Kutipan Dokumen –
◇ ◇ ◇ ◇ ◇
Bandar Lampung

Kisah Para Pejuang Kemerdekaan asal Lampung, Gele Harun Pakai Rompi Karung Lawan Belanda

Di antara para pahlawan dan pejuang kemerdekaan RI ini adalah Gele Harun Nasution dan Mayor (Purn) S Subardi.

Istimewa
Mr Gele Harun Nasution (kanan) bersama Presiden Soekarno. 

TRIBUNLAMPUNG.CO.ID, BANDAR LAMPUNG - Pada 17 Agustus 2021 nanti, masyarakat Indonesia akan memperingati Hari Kemerdekaan RI.

Di bulan ini, masyarakat akan kembali mengenang kisah-kisah perjuangan para pahlawan kita.

Di antara para pahlawan dan pejuang kemerdekaan RI ini adalah Gele Harun Nasution dan Mayor (Purn) S Subardi.

Keduanya merupakan warga Lampung.
◇ ◇ ◇ ◇ ◇
Baris yang Ditampilkan –
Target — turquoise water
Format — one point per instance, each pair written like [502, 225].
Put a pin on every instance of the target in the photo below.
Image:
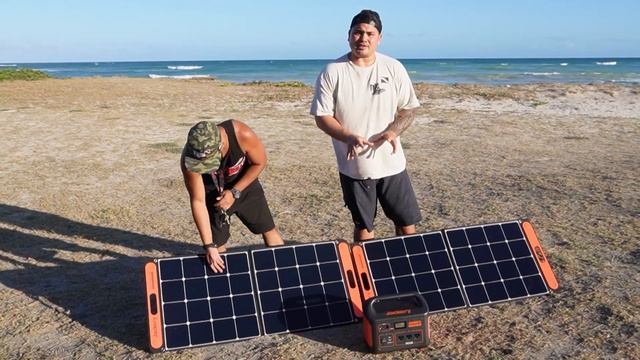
[445, 71]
◇ ◇ ◇ ◇ ◇
Uraian Tugas –
Sebutkan semua nama tokoh yang disebut dalam kutipan dokumen tentang pejuang kemerdekaan asal Lampung. Baris-baris tersebut berasal dari sumber yang berbeda.

Hasil Latihan –
Gele Harun Nasution, Mayor (Purn) S Subardi, Presiden Soekarno